• Your objective
Find the lines in the records that carry the word "TARGET". Copy each one.

╭─ Dataset content

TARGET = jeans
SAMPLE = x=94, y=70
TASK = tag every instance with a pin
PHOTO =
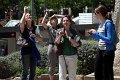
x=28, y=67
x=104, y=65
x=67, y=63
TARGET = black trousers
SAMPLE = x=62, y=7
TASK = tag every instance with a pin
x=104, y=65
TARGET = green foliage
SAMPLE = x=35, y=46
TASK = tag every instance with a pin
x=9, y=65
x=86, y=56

╰─
╭─ Dataset content

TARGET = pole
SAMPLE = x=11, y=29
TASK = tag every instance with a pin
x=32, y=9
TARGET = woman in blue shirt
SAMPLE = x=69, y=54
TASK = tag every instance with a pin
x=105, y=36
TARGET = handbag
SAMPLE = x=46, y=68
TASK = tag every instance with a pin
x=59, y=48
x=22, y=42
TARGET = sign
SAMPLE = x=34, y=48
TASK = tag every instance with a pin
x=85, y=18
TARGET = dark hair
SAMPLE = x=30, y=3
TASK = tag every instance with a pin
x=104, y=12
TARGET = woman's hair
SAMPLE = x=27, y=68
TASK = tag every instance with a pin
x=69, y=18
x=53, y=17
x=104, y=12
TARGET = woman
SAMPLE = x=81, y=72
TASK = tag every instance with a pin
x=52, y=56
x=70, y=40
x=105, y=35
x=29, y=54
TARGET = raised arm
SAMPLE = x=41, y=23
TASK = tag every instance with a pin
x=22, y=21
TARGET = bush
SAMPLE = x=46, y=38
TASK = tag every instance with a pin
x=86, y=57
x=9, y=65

╰─

• Task answer
TARGET = jeans
TARGET = black trousers
TARGET = green foliage
TARGET = pole
TARGET = woman in blue shirt
TARGET = handbag
TARGET = sign
TARGET = dark hair
TARGET = woman's hair
TARGET = woman
TARGET = raised arm
TARGET = bush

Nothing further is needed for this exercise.